§ **Instructions to follow**
Copy the items below word for word, leaving out the pictures.

§ **Entries supplied**
------------------------------------------------
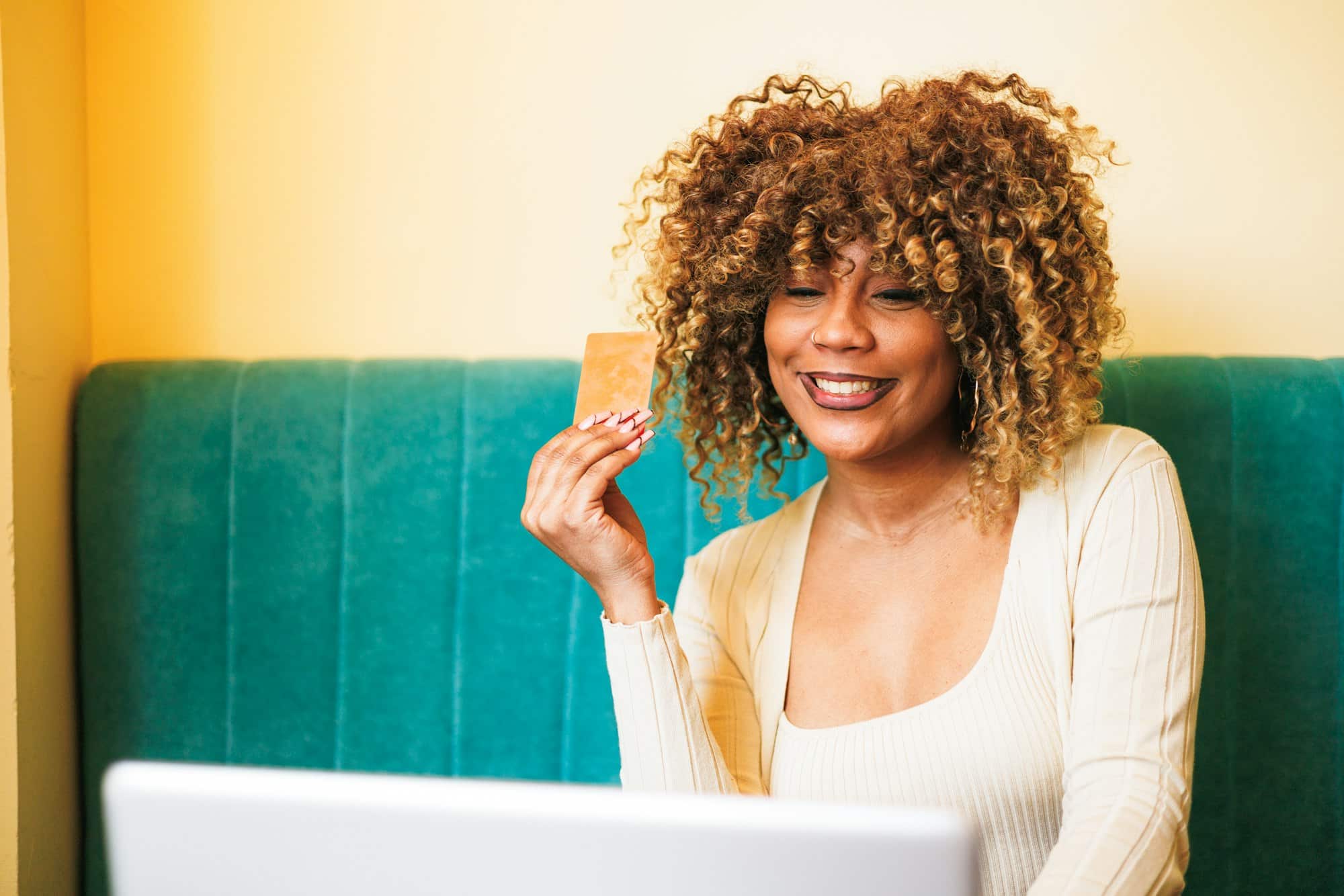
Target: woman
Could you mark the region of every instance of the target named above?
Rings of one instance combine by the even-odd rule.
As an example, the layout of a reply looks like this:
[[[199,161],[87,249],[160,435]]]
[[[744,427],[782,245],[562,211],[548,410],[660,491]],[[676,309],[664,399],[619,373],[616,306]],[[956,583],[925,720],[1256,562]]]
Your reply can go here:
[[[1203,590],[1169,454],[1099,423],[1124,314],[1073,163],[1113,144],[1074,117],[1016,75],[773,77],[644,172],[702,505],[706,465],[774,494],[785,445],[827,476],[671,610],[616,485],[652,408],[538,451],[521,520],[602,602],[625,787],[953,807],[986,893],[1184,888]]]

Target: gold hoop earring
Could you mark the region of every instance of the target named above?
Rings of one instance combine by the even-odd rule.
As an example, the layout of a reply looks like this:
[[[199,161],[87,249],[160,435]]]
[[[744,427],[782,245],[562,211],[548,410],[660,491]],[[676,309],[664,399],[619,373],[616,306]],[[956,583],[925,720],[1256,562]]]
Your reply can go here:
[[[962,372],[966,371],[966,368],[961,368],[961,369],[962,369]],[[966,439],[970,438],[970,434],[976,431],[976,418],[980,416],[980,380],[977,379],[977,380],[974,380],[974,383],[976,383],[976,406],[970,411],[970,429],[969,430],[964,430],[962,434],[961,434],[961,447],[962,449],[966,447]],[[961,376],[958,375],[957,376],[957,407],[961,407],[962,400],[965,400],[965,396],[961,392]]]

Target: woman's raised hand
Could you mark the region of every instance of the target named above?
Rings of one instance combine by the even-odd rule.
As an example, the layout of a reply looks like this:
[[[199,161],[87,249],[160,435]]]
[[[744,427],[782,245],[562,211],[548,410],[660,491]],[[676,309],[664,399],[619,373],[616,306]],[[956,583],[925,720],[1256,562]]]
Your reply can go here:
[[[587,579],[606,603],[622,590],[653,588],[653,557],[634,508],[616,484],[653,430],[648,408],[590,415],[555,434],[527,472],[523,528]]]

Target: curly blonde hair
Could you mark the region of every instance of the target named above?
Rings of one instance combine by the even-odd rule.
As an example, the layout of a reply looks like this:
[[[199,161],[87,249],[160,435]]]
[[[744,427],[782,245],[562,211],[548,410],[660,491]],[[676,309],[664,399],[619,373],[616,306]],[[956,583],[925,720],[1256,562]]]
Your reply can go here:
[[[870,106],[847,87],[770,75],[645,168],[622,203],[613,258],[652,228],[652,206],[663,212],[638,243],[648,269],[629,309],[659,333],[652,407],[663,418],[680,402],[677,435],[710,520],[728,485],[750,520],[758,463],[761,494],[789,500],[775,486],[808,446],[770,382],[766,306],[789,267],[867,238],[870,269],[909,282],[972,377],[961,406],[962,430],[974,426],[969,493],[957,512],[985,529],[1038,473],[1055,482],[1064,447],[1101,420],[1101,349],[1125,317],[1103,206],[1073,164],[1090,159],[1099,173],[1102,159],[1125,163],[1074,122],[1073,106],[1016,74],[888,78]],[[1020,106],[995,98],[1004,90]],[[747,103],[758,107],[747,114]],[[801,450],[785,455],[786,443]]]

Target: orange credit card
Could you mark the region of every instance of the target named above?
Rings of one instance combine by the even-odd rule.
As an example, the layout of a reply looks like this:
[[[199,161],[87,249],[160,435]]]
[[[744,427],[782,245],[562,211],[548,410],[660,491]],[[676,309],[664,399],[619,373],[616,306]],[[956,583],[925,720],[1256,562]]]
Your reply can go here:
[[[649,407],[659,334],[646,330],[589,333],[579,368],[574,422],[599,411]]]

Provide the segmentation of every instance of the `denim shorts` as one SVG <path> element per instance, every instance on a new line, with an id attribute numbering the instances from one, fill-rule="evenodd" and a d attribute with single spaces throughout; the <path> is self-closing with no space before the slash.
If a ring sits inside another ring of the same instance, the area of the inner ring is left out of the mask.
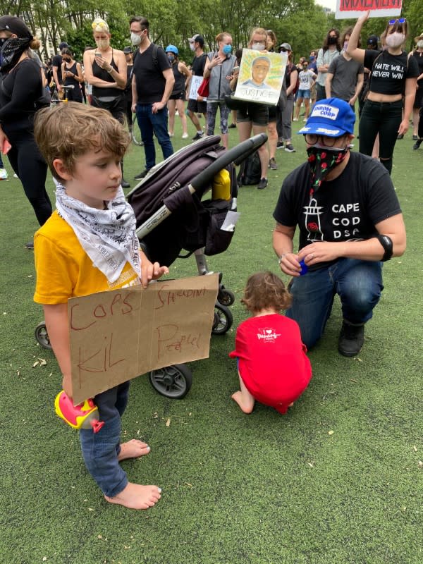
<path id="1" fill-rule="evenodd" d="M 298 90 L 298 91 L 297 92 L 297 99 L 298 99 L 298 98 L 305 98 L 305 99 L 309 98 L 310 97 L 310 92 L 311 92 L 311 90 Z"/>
------------------------------------------------
§ **In response**
Target: woman
Could you mark the region of every instance of the target named above?
Rings of one instance combine by the even-odd rule.
As an example, the layout of a reply looks like this:
[[[199,161],[87,249],[160,435]]]
[[[744,427],[782,245],[562,211],[548,410],[660,491]],[[676,309],[664,399],[619,373],[616,306]],[[956,583],[925,720],[1256,562]]]
Your reply can go here:
[[[1203,590],[1169,454],[1099,423],[1124,314],[1073,163],[1113,144],[1074,117],[1016,75],[773,77],[644,172],[702,505],[706,465],[774,494],[785,445],[827,476],[671,610],[616,485],[652,408],[538,451],[521,520],[602,602],[625,787],[953,807],[986,893],[1184,888]]]

Target: gold hoop earring
Could you mark the region of every instance of the target named above?
Rings of one instance combine by the even-odd rule.
As an example, the layout of a reply looks like this:
[[[199,161],[87,249],[160,435]]]
[[[744,427],[782,245],[562,211],[548,410],[660,491]],[[676,309],[664,399],[619,373],[616,306]],[[956,583],[925,720],[1256,562]]]
Your reply can go here:
[[[962,372],[966,371],[966,368],[961,368],[961,369],[962,369]],[[966,439],[970,438],[970,434],[976,431],[976,418],[980,416],[980,380],[977,379],[977,380],[974,380],[974,383],[976,383],[976,406],[970,411],[970,429],[969,430],[964,430],[962,434],[961,434],[961,447],[962,449],[966,447]],[[961,376],[958,375],[957,376],[957,407],[961,407],[962,400],[965,400],[965,396],[961,392]]]

Target: woman's raised hand
Could you mark the region of every instance of the target named above?
Rings of one instance combine by the even-odd rule.
As an example, the layout of a reply looks like this:
[[[199,161],[87,249],[160,435]]]
[[[744,427],[782,245],[562,211],[548,410],[660,491]],[[676,309],[664,399],[619,373],[616,306]],[[956,583],[925,720],[1256,562]]]
Your reply can go here:
[[[587,579],[606,603],[622,590],[653,588],[653,557],[634,508],[616,484],[653,430],[648,408],[590,415],[555,434],[527,472],[523,528]]]

Target: curly blonde hair
Could you mark the region of every instance of the target named above?
Rings of one instance combine by the even-odd rule.
As an example, the layout of a reply looks like this:
[[[199,161],[87,249],[160,435]]]
[[[744,427],[782,245],[562,211],[548,410],[660,491]],[[676,309],[664,399],[619,373],[616,306]],[[956,583],[925,720],[1256,562]]]
Your reply can go here:
[[[870,106],[847,87],[770,75],[645,168],[622,203],[613,258],[652,228],[652,206],[663,212],[638,243],[648,269],[629,309],[659,333],[652,407],[663,418],[680,402],[677,435],[710,520],[728,485],[750,520],[758,463],[761,494],[789,500],[775,486],[808,446],[770,382],[766,306],[789,267],[867,238],[870,269],[909,282],[972,377],[961,406],[962,430],[974,426],[969,493],[957,512],[985,529],[1038,473],[1055,482],[1064,447],[1101,420],[1101,349],[1125,317],[1103,206],[1073,164],[1090,159],[1099,173],[1102,159],[1125,163],[1074,122],[1073,106],[1016,74],[888,78]],[[1020,106],[995,98],[1004,90]],[[747,103],[758,107],[747,114]],[[801,450],[785,455],[786,443]]]

Target: orange credit card
Could you mark the region of every instance of the target named above?
Rings of one instance combine by the even-odd rule.
As an example, the layout of a reply looks like this:
[[[199,161],[87,249],[160,435]]]
[[[744,427],[782,245],[562,211],[548,410],[660,491]],[[676,309],[664,399],[619,373],[616,306]],[[956,583],[925,720],[1256,562]]]
Your reply can go here:
[[[649,407],[659,334],[646,330],[589,333],[579,368],[574,422],[599,411]]]

Provide the segmentation of every instance of the `denim shorts` as one SVG <path> element per instance, every instance on a new line, with an id attribute numbering the instances from one, fill-rule="evenodd" and a d attribute with single spaces throughout; the <path> is self-closing with no space before the slash.
If a ring sits inside another ring of the same instance, the area of the inner ring is left out of the mask.
<path id="1" fill-rule="evenodd" d="M 298 90 L 298 91 L 297 92 L 297 99 L 298 99 L 298 98 L 305 98 L 305 99 L 309 98 L 310 97 L 310 92 L 311 92 L 311 90 Z"/>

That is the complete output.